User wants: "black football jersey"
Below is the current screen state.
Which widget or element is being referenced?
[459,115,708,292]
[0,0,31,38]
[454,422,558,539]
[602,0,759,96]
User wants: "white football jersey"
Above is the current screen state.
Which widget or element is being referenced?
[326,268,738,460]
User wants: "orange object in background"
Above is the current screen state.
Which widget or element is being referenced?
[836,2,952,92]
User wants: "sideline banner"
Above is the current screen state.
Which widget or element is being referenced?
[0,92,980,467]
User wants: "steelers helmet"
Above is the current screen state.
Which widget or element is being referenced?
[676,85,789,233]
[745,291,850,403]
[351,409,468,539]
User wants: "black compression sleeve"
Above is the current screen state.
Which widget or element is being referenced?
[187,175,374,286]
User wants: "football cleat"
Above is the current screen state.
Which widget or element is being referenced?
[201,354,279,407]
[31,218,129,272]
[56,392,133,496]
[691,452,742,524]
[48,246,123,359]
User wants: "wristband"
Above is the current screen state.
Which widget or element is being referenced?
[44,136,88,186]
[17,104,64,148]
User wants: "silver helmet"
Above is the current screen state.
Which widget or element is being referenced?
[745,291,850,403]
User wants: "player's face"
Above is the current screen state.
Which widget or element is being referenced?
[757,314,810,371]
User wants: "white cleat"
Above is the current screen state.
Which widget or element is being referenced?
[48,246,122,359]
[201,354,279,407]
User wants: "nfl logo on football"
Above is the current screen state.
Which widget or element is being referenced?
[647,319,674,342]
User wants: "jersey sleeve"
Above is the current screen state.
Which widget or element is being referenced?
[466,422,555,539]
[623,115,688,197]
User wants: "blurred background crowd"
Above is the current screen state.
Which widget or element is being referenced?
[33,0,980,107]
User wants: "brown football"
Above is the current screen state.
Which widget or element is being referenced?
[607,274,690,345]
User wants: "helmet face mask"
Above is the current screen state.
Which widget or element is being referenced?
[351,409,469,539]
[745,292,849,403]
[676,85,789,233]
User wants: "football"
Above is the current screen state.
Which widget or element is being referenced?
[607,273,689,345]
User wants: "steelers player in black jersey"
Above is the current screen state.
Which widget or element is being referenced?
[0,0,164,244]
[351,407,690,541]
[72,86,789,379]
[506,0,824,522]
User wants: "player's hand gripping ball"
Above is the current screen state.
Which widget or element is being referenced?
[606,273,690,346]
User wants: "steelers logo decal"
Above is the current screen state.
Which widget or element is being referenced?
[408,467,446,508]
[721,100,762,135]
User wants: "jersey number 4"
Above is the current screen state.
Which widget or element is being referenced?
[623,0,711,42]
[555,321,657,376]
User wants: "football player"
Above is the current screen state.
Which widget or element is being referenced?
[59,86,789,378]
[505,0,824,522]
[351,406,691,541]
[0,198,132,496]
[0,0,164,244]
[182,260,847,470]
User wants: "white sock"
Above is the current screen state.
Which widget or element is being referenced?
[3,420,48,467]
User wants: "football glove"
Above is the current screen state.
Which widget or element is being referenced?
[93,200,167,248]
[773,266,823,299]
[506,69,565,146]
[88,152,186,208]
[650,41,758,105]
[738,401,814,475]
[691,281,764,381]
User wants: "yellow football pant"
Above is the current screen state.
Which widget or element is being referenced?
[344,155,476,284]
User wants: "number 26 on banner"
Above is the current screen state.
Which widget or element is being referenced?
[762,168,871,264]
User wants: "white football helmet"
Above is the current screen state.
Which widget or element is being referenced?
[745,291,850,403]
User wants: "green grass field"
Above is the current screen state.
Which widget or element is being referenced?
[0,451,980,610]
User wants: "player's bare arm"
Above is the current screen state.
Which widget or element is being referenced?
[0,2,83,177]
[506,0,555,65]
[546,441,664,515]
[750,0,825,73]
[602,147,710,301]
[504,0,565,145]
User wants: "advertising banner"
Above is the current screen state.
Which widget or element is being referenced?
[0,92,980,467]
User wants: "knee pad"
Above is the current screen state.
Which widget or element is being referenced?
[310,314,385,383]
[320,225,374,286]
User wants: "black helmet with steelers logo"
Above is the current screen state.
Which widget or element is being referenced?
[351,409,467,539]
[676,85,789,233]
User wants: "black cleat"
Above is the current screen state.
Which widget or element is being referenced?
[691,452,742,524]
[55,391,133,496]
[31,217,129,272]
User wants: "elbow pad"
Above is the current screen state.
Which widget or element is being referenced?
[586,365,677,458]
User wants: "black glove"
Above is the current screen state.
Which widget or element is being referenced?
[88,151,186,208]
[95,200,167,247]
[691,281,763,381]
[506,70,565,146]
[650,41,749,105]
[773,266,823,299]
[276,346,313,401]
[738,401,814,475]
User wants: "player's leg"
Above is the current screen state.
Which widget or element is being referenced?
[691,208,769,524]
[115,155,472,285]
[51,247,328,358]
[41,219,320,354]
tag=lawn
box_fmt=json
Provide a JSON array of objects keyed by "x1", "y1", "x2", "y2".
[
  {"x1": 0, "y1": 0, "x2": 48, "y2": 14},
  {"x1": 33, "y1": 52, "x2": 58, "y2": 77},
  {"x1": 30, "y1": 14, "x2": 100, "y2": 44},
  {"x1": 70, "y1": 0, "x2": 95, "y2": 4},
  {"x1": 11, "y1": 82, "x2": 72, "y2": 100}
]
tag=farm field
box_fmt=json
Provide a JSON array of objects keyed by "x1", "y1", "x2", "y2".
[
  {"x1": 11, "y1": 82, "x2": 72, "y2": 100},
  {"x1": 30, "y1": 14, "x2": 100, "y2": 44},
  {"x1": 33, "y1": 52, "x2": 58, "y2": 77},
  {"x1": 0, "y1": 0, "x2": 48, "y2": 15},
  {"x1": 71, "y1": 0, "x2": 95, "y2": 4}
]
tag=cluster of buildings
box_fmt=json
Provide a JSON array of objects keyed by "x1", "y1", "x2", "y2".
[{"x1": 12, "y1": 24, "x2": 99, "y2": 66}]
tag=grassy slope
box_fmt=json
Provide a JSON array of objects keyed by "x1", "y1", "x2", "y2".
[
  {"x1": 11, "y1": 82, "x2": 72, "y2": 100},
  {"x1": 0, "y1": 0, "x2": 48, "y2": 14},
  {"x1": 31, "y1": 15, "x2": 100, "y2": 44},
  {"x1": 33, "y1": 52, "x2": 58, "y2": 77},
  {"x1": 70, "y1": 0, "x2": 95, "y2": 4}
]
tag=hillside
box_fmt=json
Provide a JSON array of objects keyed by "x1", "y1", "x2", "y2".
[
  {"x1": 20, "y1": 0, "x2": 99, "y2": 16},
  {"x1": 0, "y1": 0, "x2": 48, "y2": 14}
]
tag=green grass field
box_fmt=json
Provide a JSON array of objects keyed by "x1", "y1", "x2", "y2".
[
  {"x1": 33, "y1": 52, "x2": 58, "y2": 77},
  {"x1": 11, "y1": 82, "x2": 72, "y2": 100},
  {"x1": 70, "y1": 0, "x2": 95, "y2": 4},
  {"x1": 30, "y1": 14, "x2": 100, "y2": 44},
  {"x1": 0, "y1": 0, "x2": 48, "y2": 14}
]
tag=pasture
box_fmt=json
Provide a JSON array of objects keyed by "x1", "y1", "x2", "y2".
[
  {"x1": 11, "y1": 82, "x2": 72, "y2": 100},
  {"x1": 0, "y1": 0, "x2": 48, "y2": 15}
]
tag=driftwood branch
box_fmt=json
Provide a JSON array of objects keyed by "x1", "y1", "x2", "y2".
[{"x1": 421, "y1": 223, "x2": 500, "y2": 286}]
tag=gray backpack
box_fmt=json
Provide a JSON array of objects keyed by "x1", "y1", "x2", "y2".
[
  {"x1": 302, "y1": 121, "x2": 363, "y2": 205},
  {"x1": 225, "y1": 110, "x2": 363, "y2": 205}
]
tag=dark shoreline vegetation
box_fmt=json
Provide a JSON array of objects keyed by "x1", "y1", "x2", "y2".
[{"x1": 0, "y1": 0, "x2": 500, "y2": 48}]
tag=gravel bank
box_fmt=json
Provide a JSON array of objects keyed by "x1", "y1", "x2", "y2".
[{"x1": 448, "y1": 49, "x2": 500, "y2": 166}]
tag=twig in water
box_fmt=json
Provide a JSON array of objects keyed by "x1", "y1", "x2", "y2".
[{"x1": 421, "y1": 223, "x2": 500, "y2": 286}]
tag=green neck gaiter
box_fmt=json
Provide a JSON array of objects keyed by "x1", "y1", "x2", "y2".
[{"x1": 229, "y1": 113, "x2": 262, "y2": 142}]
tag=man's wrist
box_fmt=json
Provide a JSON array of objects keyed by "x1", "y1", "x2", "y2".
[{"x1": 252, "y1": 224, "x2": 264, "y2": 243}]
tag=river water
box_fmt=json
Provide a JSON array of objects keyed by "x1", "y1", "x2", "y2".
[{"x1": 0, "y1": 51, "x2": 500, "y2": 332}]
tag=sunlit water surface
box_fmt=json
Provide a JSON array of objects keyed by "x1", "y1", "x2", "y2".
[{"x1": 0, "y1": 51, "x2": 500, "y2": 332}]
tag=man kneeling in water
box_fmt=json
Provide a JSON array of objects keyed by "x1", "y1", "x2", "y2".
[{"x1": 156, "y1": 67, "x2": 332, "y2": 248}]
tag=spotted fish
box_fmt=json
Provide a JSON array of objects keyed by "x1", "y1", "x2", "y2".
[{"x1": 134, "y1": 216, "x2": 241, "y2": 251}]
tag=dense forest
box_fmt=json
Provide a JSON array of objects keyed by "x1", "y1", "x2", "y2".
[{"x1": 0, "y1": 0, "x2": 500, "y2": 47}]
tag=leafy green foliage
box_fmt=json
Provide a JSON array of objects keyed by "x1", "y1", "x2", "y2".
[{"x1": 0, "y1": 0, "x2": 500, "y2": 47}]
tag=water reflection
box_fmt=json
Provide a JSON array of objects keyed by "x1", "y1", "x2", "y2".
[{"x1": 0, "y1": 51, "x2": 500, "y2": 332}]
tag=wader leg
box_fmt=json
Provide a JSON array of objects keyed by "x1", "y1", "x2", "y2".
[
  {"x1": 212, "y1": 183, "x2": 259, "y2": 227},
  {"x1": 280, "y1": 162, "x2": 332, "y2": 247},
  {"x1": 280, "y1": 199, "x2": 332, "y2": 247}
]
§ §
- [WHAT TO DO]
Quote the items above word for word, beginning at their first line and stopping after the line that contains "[836,2,952,92]".

- [RESULT OF THIS TASK]
User wants: "black football jersey"
Below is the current screen state.
Which widget or element is being referenced?
[459,115,708,292]
[0,0,31,38]
[454,422,558,539]
[602,0,759,96]
User wants: "white football jersey"
Above is the current screen state.
Which widget or element is being referenced?
[326,268,738,460]
User wants: "orange object in background"
Above is the current screen state.
Which widget or element is being referenced?
[836,2,952,92]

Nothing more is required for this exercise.